Brief - State how many lines in the rows below contain the word "object", and give only the number.

Provided data -

>> START

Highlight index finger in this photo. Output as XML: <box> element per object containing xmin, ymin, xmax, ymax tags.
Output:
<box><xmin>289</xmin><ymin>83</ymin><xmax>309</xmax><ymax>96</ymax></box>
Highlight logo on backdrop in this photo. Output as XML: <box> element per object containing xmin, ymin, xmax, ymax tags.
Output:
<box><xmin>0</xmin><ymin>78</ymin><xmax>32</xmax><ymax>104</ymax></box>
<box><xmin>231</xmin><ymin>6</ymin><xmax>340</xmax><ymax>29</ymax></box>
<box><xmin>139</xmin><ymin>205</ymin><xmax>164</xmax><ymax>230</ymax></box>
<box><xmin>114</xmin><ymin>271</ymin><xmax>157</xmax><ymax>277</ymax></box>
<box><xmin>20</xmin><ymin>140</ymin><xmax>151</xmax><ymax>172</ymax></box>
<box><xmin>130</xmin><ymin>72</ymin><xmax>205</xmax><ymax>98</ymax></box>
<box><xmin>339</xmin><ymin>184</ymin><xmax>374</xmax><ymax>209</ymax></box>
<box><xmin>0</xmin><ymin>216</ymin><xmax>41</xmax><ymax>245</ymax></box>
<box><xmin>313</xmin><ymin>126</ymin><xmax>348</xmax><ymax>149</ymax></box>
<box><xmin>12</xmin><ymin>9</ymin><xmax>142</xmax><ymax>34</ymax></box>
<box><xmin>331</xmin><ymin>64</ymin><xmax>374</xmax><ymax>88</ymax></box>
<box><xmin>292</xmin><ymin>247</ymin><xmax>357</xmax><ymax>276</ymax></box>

>> END
>> START

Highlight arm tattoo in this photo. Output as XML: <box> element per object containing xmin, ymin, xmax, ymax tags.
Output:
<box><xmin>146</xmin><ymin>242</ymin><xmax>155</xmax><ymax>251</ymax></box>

>> END
>> START

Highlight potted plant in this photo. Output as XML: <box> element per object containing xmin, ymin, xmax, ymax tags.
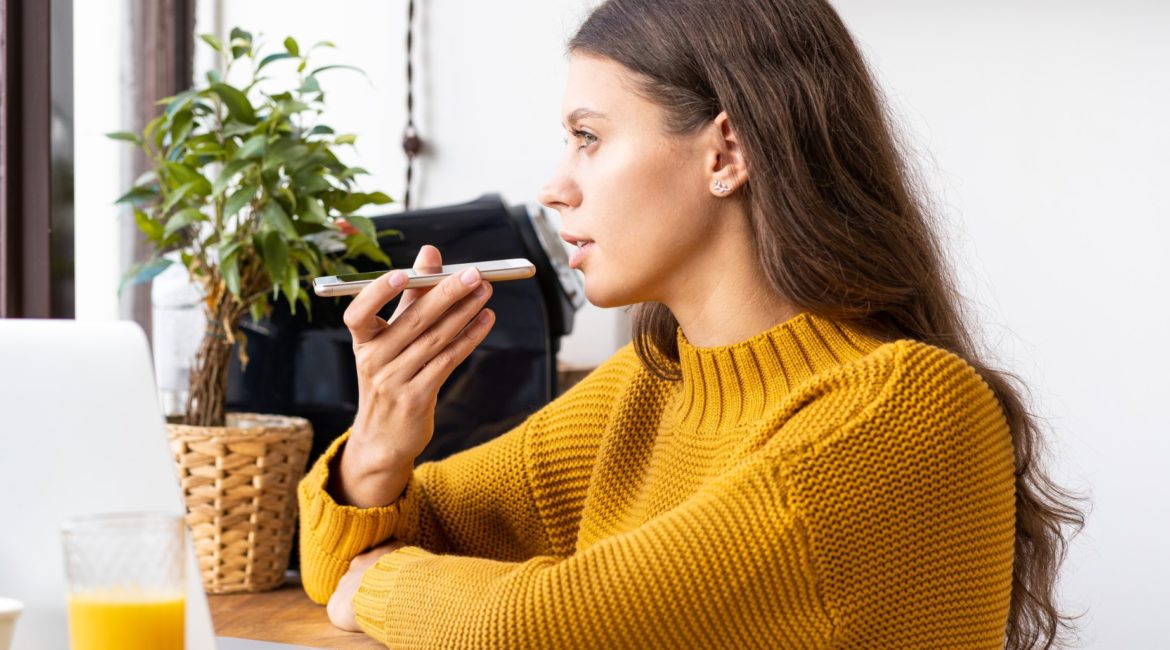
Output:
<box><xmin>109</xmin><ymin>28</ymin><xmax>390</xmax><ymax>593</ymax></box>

>> END

Solution - 4